PROVIDED INFORMATION:

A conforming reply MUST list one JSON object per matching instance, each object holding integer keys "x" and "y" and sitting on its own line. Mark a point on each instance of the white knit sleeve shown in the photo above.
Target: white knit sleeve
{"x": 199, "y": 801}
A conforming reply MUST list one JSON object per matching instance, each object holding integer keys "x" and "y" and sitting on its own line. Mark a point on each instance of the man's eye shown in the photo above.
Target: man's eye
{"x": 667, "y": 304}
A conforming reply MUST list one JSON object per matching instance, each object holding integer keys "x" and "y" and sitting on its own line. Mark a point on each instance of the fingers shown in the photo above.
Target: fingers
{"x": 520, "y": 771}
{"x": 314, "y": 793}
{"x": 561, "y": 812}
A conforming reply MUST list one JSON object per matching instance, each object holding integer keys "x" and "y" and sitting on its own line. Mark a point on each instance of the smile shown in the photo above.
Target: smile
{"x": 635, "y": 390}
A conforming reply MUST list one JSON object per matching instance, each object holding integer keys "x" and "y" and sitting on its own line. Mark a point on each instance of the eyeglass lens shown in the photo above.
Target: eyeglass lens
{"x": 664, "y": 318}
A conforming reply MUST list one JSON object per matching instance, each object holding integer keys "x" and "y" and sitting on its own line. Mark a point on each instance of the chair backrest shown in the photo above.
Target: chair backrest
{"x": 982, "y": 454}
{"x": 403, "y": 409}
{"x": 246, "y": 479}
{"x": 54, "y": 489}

PROBLEM TO SOLVE:
Put every line of the items above into a numbered list, leaving out any blank lines.

RESPONSE TO THE TASK:
1. A conforming reply MUST list one JSON object per matching instance, each object holding integer keys "x" and "y" and sitting on its own line. Mark a point on each instance of the white knit sleeve shown in the photo above.
2. Target: white knit sleeve
3. {"x": 199, "y": 801}
4. A conforming reply MUST list one JSON object per matching instance, each object holding integer keys "x" and "y" and sitting on its own line. Mark a point on each instance of the man's eye shown in the photo above.
5. Target: man's eye
6. {"x": 667, "y": 304}
7. A conforming reply MUST list one JSON object per matching instance, each object holding integer keys "x" and "y" and sitting on its own line. Mark a point on each instance of the fingers shown in the photo above.
8. Target: fingers
9. {"x": 520, "y": 771}
10. {"x": 314, "y": 793}
11. {"x": 561, "y": 812}
12. A conforming reply MUST list one JSON object per matching instance, each object holding integer keys "x" and "y" and sitting on its own line. Mark a point on each instance of the smile shown in the photo above.
13. Target: smile
14. {"x": 635, "y": 390}
15. A conforming reply MUST list one JSON object per matching instance, each object holding integer keys "x" and "y" and sitting on its own line. Mark a point on each instance of the eyeglass lens shown in the photo above.
16. Target: eyeglass lens
17. {"x": 664, "y": 318}
18. A conforming reply MUST list one JSON object per matching instance, each object holding integer keys "x" and "y" and sitting on its own line. Mark a point on each instance of the chair backrest shown in the photo above.
19. Target: chair backrest
20. {"x": 982, "y": 454}
21. {"x": 403, "y": 409}
22. {"x": 246, "y": 479}
23. {"x": 54, "y": 489}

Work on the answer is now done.